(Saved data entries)

◆ ◆ ◆ ◆ ◆

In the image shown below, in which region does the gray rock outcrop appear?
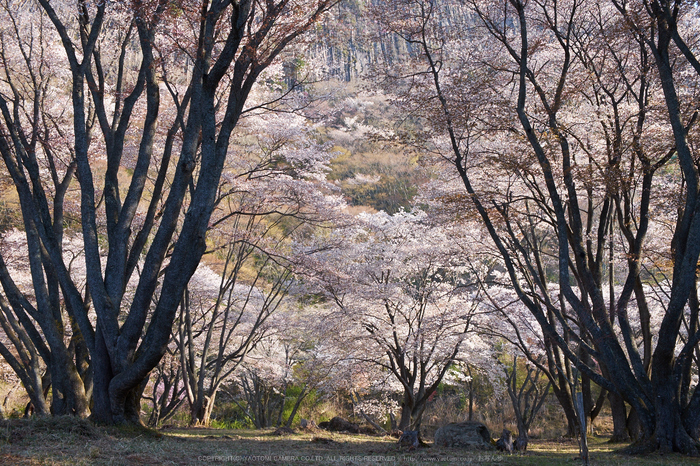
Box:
[433,421,495,450]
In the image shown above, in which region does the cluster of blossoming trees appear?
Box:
[0,0,699,456]
[370,0,700,454]
[0,0,338,425]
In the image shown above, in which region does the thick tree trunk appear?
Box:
[515,429,528,451]
[644,377,699,454]
[398,392,427,431]
[94,381,145,425]
[608,391,630,442]
[190,401,208,426]
[49,348,90,417]
[190,393,216,426]
[398,402,412,431]
[91,329,114,424]
[90,328,148,425]
[124,384,146,424]
[626,407,642,442]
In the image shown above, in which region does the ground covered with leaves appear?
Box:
[0,417,698,465]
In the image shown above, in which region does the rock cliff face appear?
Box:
[304,0,408,82]
[300,0,473,82]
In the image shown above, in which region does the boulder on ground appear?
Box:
[300,419,318,431]
[318,417,361,433]
[433,421,495,450]
[271,426,295,436]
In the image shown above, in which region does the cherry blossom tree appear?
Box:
[373,0,700,453]
[0,229,52,416]
[501,352,552,451]
[611,0,700,453]
[144,346,185,427]
[177,257,290,427]
[173,110,340,426]
[307,210,484,431]
[0,0,337,424]
[216,297,344,429]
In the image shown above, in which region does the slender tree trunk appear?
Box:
[551,381,578,437]
[468,383,474,422]
[285,388,308,428]
[91,328,114,424]
[627,407,642,442]
[467,366,474,422]
[23,372,50,417]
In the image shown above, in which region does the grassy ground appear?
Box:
[1,417,698,465]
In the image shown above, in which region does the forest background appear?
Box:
[0,0,699,461]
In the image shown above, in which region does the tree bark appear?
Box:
[608,391,630,442]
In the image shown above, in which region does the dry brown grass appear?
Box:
[1,417,699,465]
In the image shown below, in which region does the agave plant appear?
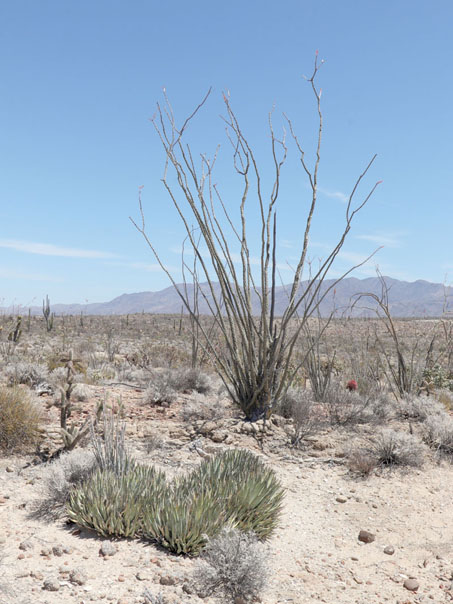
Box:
[67,464,167,538]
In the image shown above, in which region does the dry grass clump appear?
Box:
[349,429,426,474]
[371,429,426,467]
[277,387,316,445]
[0,386,42,453]
[169,367,213,394]
[30,449,96,521]
[322,381,390,425]
[143,371,177,406]
[143,367,213,406]
[195,528,268,603]
[395,393,446,422]
[423,412,453,455]
[347,447,378,476]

◆ ◆ ◆ ◆ ◆

» **Work task**
Leave out each picture and extract the lines from the one containing "In the image shown above, in which region does the ground" through the end of the records above, inclusive, exactly as they stand.

» **Solution for this exercise**
In the image shown above, in which region does the ground covered with leaves appear?
Box:
[0,417,698,465]
In the image shown above, in which region does the rock cliff face appear?
Box:
[304,0,408,82]
[300,0,473,82]
In the image shown above, in which region does the boulder on ground appear?
Box:
[300,419,318,431]
[318,417,361,433]
[433,421,495,450]
[271,426,295,436]
In the image shown above, in which region does the cherry blossom tree appear?
Box:
[373,0,700,453]
[0,229,52,416]
[501,352,552,451]
[611,0,700,453]
[144,346,185,427]
[177,257,290,427]
[173,110,340,426]
[307,210,484,431]
[0,0,337,424]
[216,297,344,429]
In the image shown above, in which region does the slender tree trunk appear?
Box:
[551,381,578,437]
[468,383,474,422]
[285,388,308,428]
[91,328,114,424]
[627,407,642,442]
[467,366,474,422]
[23,372,50,417]
In the image shown above, in which region does the grassy ground appear?
Box:
[1,417,698,465]
In the image shown above, in which region does the forest background appear?
Box:
[0,0,699,461]
In the image shown above, in which region does the tree bark appear?
Box:
[608,391,630,442]
In the image shown above, in which region does the dry brown grass appear?
Box:
[1,417,699,465]
In the image shown below, in which region does the agave plant appear?
Box:
[67,464,167,538]
In the image shown above, in which region does the dry grass clump appear?
Box:
[349,429,426,474]
[371,429,426,467]
[277,387,316,445]
[0,386,42,453]
[169,367,213,394]
[30,449,96,521]
[322,381,390,425]
[143,371,177,406]
[143,367,213,406]
[195,528,268,603]
[395,393,446,422]
[423,412,453,455]
[347,447,378,476]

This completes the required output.